(Labeling and segmentation data)

— START —

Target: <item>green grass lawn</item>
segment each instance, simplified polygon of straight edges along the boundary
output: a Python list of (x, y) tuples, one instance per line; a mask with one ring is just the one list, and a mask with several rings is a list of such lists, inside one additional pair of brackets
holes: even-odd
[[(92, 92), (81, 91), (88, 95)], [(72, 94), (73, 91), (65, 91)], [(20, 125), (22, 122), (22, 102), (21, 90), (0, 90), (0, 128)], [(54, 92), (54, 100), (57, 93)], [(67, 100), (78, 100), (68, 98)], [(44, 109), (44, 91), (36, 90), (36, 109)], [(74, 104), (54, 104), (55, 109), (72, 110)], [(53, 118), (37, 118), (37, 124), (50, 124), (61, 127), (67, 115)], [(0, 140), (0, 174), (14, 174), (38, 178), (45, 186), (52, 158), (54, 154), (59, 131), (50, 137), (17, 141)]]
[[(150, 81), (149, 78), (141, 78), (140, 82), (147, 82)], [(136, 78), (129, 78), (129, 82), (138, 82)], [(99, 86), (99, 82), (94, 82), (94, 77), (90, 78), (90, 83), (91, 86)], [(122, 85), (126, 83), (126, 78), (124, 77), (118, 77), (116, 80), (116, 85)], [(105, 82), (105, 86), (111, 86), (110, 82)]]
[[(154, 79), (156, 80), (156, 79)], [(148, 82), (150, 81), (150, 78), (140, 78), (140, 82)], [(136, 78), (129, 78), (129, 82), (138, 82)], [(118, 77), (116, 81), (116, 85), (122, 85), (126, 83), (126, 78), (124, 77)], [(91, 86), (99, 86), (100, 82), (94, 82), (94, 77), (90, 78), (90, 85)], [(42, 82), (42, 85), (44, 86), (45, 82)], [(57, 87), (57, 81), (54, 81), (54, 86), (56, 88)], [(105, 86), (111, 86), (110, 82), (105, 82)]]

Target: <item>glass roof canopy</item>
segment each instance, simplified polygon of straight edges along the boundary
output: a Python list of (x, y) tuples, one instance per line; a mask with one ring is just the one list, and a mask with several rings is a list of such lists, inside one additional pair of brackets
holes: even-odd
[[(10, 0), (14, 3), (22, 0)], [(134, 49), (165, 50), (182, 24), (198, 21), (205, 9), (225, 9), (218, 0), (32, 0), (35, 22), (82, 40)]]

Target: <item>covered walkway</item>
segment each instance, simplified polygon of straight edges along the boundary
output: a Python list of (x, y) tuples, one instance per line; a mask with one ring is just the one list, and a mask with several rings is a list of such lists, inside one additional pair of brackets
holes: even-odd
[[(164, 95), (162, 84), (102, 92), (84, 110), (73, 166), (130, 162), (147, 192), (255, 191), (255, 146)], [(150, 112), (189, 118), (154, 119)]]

— END —

#### Required work
Rewrite the lines of the data as a numbered list, omitting blank lines, from the line containing "Target: <item>glass roof canopy</item>" through the end of the data.

#### Result of the task
1. Target: <item>glass roof canopy</item>
2. segment each instance, simplified polygon of straight edges along the boundary
3. output: a Python list of (x, y) tuples, one instance per line; a mask with one ring is just the one list, and a mask with several rings is a list of such lists, inside one additional pair of brackets
4. holes: even-odd
5. [[(10, 0), (14, 3), (22, 0)], [(134, 49), (165, 50), (182, 24), (198, 21), (205, 9), (225, 9), (218, 0), (32, 0), (35, 22), (82, 40)]]
6. Target: <item>covered walkway</item>
7. segment each instance, simplified polygon of straight edges along the boundary
8. output: a Python list of (x, y) tuples, one instance per line; a mask with one ring is just the one list, and a mask with several rings is a list of such lists, inside one additional pair of brackets
9. holes: even-odd
10. [[(164, 95), (162, 84), (102, 92), (84, 110), (73, 166), (130, 162), (147, 192), (255, 191), (255, 146)], [(150, 112), (189, 118), (154, 119)]]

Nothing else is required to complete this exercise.